Task goal
Every single entry that follows is to be retyped exactly.

Data provided
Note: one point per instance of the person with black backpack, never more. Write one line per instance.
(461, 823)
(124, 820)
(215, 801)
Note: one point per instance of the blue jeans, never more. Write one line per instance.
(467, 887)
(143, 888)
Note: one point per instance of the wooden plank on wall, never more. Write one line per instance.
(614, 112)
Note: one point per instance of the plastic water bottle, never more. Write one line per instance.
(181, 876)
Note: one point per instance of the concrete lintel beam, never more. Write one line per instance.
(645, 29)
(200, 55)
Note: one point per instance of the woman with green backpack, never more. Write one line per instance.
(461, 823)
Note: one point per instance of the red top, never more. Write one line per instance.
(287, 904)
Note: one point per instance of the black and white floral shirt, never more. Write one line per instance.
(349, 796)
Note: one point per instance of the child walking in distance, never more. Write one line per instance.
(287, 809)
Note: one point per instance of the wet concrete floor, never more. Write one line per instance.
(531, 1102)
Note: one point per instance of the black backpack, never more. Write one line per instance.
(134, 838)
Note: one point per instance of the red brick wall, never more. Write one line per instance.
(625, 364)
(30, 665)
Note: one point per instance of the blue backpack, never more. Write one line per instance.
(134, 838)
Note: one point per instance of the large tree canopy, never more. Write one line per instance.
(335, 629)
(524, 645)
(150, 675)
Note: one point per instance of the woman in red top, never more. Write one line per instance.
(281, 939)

Your solution
Note: one point per instance of the person with black backpack, never more. Write one line per instance.
(461, 823)
(124, 820)
(215, 801)
Note: one point per instance of the blue jeans, never more. Write one line per instance.
(467, 887)
(143, 888)
Note: one point per instance of the wooden plank on wall, never more. Write one line per instance.
(614, 112)
Note: one point per instance of the plastic water bottle, never more. Write one line per instance.
(181, 876)
Note: one point per instance of the concrete lintel beam, never more. Write one line per instance.
(645, 29)
(200, 55)
Note: one point per instance of the woman with green backpack, never more. Write one line per instance.
(461, 823)
Note: one point per instance of the red top, never more. Write one line per instance.
(287, 904)
Note: one point per instance of the black and white floral shirt, never more. Write one line per instance.
(349, 796)
Note: one point per instance of the child walking in distance, never more. Write one line per instance.
(287, 809)
Note: one point per instance of the wet concrete floor, never more. Write one line per instance.
(531, 1102)
Note: one point per instance of the black backpack, never more. Write one line per instance.
(134, 838)
Note: one point per instance of the red brick wall, never more. Write one line per instance.
(625, 364)
(30, 665)
Note: one point per instance of the blue backpack, never more. Write one line per instance.
(134, 838)
Note: one point per instance of the large tree canopy, never more. Write one line per instance.
(335, 629)
(524, 645)
(150, 675)
Note: one point per instance of the woman in red top, never more. Write one line per instance.
(281, 939)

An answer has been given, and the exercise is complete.